- What is required
Reproduce the records below, switching every occurrence of "pointer" to "locator" and leaving all else unchanged.
..........
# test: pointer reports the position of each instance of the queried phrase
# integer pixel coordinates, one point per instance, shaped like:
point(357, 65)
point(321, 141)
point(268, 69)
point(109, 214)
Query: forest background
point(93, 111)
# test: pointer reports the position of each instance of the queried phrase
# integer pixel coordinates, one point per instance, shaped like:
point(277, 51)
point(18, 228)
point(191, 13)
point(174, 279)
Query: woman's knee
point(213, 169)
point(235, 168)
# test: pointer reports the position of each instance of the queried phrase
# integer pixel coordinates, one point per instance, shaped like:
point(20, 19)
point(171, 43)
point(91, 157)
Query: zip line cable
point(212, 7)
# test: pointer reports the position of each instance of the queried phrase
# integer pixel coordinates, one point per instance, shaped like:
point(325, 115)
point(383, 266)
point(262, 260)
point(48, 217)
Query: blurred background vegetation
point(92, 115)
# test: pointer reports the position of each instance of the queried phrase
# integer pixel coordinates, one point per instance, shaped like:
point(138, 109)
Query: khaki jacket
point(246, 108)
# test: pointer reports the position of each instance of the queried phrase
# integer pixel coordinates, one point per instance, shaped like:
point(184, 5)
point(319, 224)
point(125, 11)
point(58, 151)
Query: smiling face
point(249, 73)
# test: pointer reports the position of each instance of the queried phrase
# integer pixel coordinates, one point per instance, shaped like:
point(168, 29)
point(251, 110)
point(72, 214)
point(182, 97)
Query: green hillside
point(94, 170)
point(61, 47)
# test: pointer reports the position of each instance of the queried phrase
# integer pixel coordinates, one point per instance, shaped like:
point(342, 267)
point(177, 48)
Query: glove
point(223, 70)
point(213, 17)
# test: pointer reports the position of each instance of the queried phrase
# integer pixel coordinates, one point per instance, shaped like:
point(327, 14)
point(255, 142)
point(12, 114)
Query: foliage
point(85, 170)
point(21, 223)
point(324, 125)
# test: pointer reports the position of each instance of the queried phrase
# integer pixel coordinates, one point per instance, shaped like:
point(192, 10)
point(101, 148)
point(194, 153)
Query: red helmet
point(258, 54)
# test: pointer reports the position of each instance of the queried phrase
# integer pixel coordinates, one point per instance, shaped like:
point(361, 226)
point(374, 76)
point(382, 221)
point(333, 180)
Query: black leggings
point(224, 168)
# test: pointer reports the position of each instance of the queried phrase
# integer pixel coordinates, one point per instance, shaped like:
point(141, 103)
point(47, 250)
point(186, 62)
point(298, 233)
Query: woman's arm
..........
- The answer
# test: locator reports the position of each instance of the queried phrase
# integer pixel coordinates, one point per instance, shaped like:
point(357, 65)
point(321, 141)
point(268, 69)
point(109, 214)
Query: forest background
point(93, 111)
# test: locator reports the position of each instance of the queried phrase
# integer pixel coordinates, one point per instance, shaped like:
point(277, 51)
point(18, 228)
point(191, 13)
point(174, 279)
Query: woman's knee
point(213, 169)
point(235, 168)
# test: locator reports the position of each instance of the queried phrase
# integer pixel coordinates, one point per instance, shaped like:
point(20, 19)
point(171, 43)
point(91, 157)
Query: zip line cable
point(212, 7)
# test: locator reports the position of each instance of the queried phrase
# integer pixel coordinates, one point per instance, shaped like:
point(325, 115)
point(383, 266)
point(262, 260)
point(48, 217)
Query: blurred background vegetation
point(92, 115)
# test: locator reports the position of each instance of the queried phrase
# integer pixel coordinates, one point per instance, shaped like:
point(138, 109)
Query: khaki jacket
point(246, 108)
# test: locator reports the position of each instance of the queried phrase
# integer pixel coordinates, one point per instance, shaped like:
point(184, 5)
point(319, 224)
point(125, 11)
point(58, 151)
Query: smiling face
point(249, 73)
# test: locator reports the position of each instance of the queried phrase
# integer pixel coordinates, one point per instance, shaped like:
point(168, 29)
point(251, 110)
point(72, 214)
point(182, 97)
Query: green hillside
point(94, 170)
point(61, 47)
# test: locator reports the position of each instance of the queried phrase
# integer pixel coordinates, one point per instance, shaped like:
point(342, 267)
point(177, 48)
Query: glove
point(223, 70)
point(213, 17)
# test: locator reports the position of each instance of the queried phrase
# integer pixel coordinates, one point per instance, shaped like:
point(327, 14)
point(255, 142)
point(12, 114)
Query: foliage
point(85, 170)
point(21, 223)
point(324, 125)
# test: locator reports the position of each instance of the queried phrase
# integer pixel coordinates, one point per instance, shaped like:
point(192, 10)
point(101, 148)
point(194, 153)
Query: red helmet
point(258, 54)
# test: locator reports the position of each instance of the queried phrase
# integer pixel coordinates, one point per instance, shaped like:
point(361, 226)
point(374, 76)
point(382, 221)
point(333, 180)
Query: black leggings
point(224, 168)
# test: locator reports the position of each instance of the queried phrase
# integer pixel coordinates, one point per instance, shaped like:
point(141, 103)
point(47, 250)
point(186, 62)
point(298, 233)
Query: woman's arm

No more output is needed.